## Material for the task
-- Opening Marker --

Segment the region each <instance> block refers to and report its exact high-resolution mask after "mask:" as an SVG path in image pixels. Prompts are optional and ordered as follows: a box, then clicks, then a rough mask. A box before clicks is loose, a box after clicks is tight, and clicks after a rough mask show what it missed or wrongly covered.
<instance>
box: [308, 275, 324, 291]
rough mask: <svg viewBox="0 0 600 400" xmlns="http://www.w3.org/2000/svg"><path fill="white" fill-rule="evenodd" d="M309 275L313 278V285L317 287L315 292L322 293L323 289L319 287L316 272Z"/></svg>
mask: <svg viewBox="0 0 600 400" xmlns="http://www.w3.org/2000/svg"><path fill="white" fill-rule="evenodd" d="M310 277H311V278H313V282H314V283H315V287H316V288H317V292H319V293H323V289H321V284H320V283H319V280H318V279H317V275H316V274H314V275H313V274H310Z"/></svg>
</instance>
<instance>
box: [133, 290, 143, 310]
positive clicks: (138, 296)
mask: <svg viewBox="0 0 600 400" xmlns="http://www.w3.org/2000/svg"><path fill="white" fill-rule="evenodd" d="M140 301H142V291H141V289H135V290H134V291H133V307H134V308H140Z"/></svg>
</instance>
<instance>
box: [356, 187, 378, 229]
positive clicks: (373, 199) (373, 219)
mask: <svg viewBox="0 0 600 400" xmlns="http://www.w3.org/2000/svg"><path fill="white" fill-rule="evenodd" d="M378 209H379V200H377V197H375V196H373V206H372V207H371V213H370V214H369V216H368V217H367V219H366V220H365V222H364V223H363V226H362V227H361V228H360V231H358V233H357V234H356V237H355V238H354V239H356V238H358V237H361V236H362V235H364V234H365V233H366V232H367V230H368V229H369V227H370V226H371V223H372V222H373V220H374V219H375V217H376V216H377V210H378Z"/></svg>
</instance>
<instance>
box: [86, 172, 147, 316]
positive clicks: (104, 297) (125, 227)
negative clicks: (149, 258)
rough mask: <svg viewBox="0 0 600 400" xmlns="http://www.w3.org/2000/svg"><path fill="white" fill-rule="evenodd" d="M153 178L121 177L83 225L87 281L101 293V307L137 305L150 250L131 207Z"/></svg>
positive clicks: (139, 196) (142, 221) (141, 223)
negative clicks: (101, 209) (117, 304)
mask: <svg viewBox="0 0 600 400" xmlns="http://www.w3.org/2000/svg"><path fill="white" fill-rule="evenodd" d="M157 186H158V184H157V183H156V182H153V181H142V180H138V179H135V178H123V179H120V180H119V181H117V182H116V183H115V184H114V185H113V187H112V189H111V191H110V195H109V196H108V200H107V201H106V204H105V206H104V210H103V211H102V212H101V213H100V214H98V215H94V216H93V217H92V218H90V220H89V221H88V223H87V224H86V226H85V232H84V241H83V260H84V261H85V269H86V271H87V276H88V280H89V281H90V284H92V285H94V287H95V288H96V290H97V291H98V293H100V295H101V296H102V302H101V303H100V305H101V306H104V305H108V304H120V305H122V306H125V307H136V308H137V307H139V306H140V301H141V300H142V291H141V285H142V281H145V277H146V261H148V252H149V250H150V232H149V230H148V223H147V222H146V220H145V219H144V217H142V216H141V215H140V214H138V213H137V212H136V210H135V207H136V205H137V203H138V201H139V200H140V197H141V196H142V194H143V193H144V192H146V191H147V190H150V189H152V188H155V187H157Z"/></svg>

-- Closing Marker --

## Activity
Copy every line above without changes.

## Answer box
Segment the region each <instance> block refers to and report its exact high-resolution mask after "mask:" as an SVG path in image pixels. Prompts are optional and ordered as follows: a box, then clicks, then a rough mask. A box before clicks is loose, a box after clicks is tight, and clicks after a rough mask show what it missed or wrongly covered.
<instance>
box: [308, 275, 324, 291]
rough mask: <svg viewBox="0 0 600 400" xmlns="http://www.w3.org/2000/svg"><path fill="white" fill-rule="evenodd" d="M309 275L313 278V285L317 287L315 292L322 293L323 289L319 287L316 272Z"/></svg>
mask: <svg viewBox="0 0 600 400" xmlns="http://www.w3.org/2000/svg"><path fill="white" fill-rule="evenodd" d="M310 277H311V278H313V282H314V283H315V287H316V288H317V292H319V293H323V289H321V284H320V283H319V280H318V279H317V275H316V274H314V275H313V274H310Z"/></svg>
</instance>
<instance>
box: [133, 290, 143, 310]
positive clicks: (138, 296)
mask: <svg viewBox="0 0 600 400" xmlns="http://www.w3.org/2000/svg"><path fill="white" fill-rule="evenodd" d="M140 301H142V291H141V289H135V290H134V291H133V307H134V308H140Z"/></svg>
</instance>
<instance>
box: [356, 187, 378, 229]
positive clicks: (373, 199) (373, 219)
mask: <svg viewBox="0 0 600 400" xmlns="http://www.w3.org/2000/svg"><path fill="white" fill-rule="evenodd" d="M378 209H379V200H377V197H375V196H373V206H372V207H371V213H370V214H369V216H368V217H367V219H366V220H365V222H364V223H363V226H362V227H361V228H360V231H358V233H357V234H356V237H355V238H354V239H356V238H358V237H361V236H362V235H364V234H365V233H366V232H367V230H368V229H369V227H370V226H371V223H372V222H373V220H374V219H375V217H376V216H377V210H378Z"/></svg>
</instance>
<instance>
box: [86, 172, 147, 316]
positive clicks: (104, 297) (125, 227)
negative clicks: (149, 258)
rough mask: <svg viewBox="0 0 600 400" xmlns="http://www.w3.org/2000/svg"><path fill="white" fill-rule="evenodd" d="M153 178L121 177L83 225L87 281L101 293V307L137 305L150 250L131 207Z"/></svg>
positive clicks: (139, 196) (142, 221) (141, 223)
negative clicks: (101, 209) (117, 304)
mask: <svg viewBox="0 0 600 400" xmlns="http://www.w3.org/2000/svg"><path fill="white" fill-rule="evenodd" d="M157 186H158V184H157V183H156V182H153V181H142V180H138V179H135V178H123V179H120V180H119V181H117V182H116V183H115V184H114V185H113V187H112V189H111V191H110V195H109V196H108V200H107V201H106V204H105V206H104V210H103V211H102V212H101V213H100V214H98V215H94V216H93V217H92V218H90V220H89V221H88V223H87V224H86V226H85V232H84V241H83V260H84V261H85V269H86V271H87V276H88V280H89V281H90V284H92V285H94V287H95V288H96V290H97V291H98V293H100V295H101V296H102V302H101V303H100V305H101V306H104V305H108V304H120V305H122V306H125V307H136V308H137V307H139V306H140V301H141V300H142V291H141V285H142V281H145V277H146V261H148V252H149V250H150V232H149V230H148V223H147V222H146V220H145V219H144V217H142V216H141V215H140V214H138V213H137V212H136V210H135V207H136V205H137V203H138V201H139V200H140V197H141V196H142V194H143V193H144V192H146V191H147V190H150V189H152V188H155V187H157Z"/></svg>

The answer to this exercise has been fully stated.